Within the listing below, filter for "seated" and copy every matching line.

BEGIN DATA EXCERPTS

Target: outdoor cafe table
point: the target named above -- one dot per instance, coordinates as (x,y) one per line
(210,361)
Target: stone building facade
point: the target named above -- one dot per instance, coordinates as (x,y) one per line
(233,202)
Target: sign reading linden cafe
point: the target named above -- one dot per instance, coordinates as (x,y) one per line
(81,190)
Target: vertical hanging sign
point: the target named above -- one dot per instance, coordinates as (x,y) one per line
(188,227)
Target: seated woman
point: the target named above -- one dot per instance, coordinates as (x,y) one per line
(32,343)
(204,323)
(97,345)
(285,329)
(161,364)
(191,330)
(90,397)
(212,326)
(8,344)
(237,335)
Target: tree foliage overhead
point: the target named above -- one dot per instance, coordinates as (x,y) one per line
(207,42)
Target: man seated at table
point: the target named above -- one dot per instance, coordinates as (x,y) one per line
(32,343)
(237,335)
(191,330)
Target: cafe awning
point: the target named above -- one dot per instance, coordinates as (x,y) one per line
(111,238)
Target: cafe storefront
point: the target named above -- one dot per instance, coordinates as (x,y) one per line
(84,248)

END DATA EXCERPTS

## COMPLETED EXERCISE
Target: seated woman
Target: man seated at table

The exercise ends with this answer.